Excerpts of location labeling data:
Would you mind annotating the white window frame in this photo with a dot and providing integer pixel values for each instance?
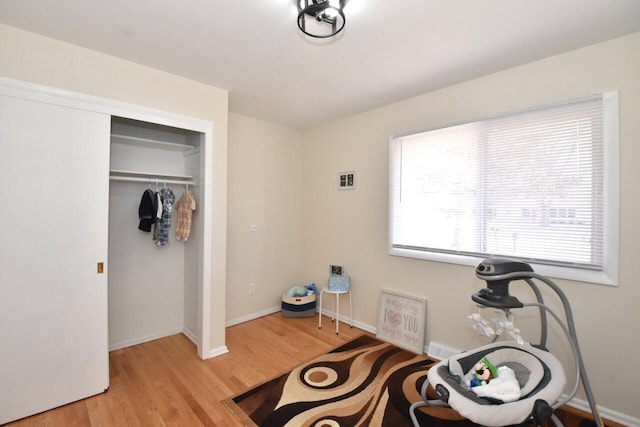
(611, 161)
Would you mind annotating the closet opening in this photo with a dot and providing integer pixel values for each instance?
(155, 273)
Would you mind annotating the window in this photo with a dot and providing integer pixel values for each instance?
(539, 185)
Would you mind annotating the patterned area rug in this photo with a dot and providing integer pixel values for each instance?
(366, 382)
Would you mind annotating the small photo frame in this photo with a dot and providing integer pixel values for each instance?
(347, 180)
(402, 320)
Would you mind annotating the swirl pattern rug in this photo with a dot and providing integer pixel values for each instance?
(366, 382)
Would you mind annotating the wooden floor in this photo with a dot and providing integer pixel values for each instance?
(163, 382)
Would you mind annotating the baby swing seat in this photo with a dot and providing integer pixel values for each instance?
(509, 382)
(539, 374)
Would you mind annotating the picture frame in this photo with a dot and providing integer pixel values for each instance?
(347, 180)
(402, 320)
(336, 270)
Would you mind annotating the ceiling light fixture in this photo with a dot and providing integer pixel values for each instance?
(321, 18)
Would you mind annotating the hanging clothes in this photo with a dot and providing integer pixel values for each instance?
(157, 215)
(185, 207)
(168, 199)
(146, 211)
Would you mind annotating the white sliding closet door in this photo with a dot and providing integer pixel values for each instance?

■ **Given problem**
Rewrite all of the data above, substituting "marking" for each "annotating" and keeping everything else unchanged. Leave the pictures out.

■ **Task result**
Would you mind marking the white window frame in this photo with a dot and providing integer pixel values for each instance?
(611, 161)
Would you mind marking the closet opening in this photo with a dot and providing integer pixel values for each instance?
(155, 273)
Would you mind marking the window in this photo with a dot and providing integer pixel values for each instance?
(539, 185)
Would you mind marking the patterned area rug in this photo with a dot and providing integer pixel values for each instance?
(366, 382)
Would you mind marking the small photo frame in this photo with a dot and providing integer pixel values for each instance?
(347, 180)
(402, 320)
Would you mind marking the swirl pattern rug in this photo with a dot and providing integer pixel values for each instance?
(366, 382)
Would you mind marking the wooden floor in this photo with a dot and providing integer pixel values for each instance?
(163, 382)
Would you mind marking the baby swing seat in this photo with a dot and providing integer pixel values for each instance?
(509, 382)
(539, 374)
Would you mind marking the picture frame in this photo with a dot and providing integer pixel values for each instance?
(347, 180)
(402, 320)
(336, 270)
Would you mind marking the ceiling light fixture in this photo with a dot and providing integer pixel values for each instance?
(321, 18)
Would you mind marking the hanging clothes in this photo with a dot and providing integer pixel values for each instance?
(157, 215)
(185, 207)
(168, 199)
(146, 211)
Would you mind marking the white sliding closet door in this photo with a dot and providing integer pixel values for each instance?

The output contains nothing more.